== Listed records

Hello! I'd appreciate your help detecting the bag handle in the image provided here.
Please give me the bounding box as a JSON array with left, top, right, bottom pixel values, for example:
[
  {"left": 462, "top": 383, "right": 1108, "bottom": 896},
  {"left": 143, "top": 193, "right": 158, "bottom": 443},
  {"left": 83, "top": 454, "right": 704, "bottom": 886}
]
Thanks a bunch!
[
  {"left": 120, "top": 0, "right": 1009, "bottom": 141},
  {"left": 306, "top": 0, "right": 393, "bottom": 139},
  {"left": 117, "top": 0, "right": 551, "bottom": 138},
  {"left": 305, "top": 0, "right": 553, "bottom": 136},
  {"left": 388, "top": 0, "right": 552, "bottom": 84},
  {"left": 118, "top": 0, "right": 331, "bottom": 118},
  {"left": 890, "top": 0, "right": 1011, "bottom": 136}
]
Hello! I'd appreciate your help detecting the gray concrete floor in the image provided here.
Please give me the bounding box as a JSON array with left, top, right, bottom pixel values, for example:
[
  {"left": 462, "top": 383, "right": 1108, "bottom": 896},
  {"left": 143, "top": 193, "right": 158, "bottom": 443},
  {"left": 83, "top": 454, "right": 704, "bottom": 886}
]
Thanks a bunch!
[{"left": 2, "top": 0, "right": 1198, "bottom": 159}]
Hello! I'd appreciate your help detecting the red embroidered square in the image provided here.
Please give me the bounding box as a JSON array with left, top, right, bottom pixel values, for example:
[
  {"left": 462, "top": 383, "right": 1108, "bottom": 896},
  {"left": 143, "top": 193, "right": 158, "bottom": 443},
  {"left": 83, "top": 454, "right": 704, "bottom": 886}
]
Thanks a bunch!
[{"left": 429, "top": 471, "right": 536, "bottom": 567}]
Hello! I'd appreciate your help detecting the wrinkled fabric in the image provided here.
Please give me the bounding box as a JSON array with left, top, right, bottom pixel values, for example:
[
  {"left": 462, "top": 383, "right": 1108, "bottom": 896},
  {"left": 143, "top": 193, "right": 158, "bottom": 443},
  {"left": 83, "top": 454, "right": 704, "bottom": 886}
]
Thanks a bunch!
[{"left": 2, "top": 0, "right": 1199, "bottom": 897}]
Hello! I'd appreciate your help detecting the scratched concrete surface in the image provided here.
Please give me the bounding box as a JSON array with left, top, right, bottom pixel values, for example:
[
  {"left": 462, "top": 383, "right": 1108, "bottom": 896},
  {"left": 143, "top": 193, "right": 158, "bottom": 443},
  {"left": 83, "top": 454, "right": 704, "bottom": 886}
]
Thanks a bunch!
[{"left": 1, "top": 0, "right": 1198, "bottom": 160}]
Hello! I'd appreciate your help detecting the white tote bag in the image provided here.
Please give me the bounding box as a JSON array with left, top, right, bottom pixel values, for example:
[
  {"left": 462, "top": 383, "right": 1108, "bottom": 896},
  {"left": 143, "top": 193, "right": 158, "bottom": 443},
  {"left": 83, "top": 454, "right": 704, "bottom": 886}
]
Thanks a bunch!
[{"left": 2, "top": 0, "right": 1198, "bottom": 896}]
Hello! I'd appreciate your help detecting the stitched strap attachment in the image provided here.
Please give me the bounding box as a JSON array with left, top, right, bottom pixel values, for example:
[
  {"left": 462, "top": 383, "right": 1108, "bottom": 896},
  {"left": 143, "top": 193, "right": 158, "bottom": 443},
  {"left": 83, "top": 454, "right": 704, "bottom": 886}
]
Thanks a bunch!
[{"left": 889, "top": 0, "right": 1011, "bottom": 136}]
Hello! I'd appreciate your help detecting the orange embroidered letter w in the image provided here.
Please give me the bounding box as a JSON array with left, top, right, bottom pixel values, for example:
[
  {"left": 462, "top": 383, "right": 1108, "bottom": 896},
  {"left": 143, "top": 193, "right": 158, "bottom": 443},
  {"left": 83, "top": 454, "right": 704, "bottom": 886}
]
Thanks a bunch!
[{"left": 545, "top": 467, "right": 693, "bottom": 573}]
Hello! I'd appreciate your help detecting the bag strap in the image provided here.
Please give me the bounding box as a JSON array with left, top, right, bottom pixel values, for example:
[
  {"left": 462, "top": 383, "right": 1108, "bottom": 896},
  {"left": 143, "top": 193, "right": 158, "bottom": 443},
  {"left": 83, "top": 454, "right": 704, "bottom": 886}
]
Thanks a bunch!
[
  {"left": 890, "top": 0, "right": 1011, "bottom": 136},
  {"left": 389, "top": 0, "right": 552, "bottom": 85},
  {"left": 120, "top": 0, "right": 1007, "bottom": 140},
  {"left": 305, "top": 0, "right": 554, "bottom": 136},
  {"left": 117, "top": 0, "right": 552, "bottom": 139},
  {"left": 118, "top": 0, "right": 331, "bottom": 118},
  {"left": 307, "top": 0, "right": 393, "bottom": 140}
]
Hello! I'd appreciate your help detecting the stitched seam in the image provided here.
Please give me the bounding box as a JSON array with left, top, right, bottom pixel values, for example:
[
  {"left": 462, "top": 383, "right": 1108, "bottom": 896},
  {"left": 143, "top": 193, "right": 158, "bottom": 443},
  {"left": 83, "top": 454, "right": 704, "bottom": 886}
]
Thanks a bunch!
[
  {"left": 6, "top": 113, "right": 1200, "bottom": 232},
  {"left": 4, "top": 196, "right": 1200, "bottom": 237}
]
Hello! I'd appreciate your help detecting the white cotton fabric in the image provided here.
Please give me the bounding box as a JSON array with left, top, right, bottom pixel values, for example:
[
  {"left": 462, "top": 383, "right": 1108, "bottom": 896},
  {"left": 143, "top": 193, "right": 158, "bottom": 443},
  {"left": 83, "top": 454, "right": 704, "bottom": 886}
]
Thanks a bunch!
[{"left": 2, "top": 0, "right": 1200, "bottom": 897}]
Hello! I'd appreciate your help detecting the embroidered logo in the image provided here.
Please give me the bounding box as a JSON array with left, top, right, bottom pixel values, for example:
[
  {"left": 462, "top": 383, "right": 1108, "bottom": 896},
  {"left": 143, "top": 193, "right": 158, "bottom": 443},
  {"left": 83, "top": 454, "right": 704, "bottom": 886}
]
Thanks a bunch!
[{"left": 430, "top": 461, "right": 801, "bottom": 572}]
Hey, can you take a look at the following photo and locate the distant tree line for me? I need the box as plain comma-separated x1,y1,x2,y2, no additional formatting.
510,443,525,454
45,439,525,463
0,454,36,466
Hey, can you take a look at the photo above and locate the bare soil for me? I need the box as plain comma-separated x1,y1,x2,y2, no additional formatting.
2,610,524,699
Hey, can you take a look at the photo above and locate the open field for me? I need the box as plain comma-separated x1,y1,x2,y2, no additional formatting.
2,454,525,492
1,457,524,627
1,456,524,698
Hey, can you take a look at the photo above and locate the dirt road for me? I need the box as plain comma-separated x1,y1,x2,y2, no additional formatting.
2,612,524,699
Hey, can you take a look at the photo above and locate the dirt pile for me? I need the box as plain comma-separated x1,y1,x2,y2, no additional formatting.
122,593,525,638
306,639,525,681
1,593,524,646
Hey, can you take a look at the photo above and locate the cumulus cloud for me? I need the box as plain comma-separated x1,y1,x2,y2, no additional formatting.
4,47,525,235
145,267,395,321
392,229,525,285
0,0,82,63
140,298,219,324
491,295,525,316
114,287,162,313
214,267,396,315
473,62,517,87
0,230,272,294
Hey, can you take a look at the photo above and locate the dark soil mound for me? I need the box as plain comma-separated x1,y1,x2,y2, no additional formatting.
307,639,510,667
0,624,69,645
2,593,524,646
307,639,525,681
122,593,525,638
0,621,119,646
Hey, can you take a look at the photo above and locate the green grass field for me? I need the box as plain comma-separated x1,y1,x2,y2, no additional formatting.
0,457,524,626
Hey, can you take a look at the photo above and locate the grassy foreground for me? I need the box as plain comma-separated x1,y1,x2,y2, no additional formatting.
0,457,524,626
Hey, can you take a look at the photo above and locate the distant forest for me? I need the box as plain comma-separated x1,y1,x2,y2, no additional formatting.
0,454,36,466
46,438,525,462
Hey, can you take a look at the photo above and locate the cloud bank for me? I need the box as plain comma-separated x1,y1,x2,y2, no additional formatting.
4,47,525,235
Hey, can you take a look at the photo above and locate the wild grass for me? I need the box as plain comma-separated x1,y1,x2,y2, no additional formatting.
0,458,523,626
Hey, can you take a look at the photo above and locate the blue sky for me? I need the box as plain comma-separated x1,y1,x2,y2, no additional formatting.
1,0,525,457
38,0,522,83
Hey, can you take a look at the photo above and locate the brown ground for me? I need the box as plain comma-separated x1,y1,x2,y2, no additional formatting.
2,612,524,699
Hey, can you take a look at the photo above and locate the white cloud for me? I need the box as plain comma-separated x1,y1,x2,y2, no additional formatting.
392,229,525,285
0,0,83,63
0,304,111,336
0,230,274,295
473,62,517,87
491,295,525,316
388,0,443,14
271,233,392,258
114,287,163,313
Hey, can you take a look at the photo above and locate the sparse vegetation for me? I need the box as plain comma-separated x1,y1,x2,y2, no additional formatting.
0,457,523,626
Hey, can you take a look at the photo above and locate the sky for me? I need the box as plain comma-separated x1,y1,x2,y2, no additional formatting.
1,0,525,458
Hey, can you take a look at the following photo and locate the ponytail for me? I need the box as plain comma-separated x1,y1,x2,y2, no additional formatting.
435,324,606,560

====

## Exercise brief
When a line of the records holds the word "stitched", copy that line.

## Your solution
Hello! I'd appreciate your help detecting the stitched strap attachment in the image provided here.
Hello! I'd appreciate your help detecting the stitched seam in the image provided here.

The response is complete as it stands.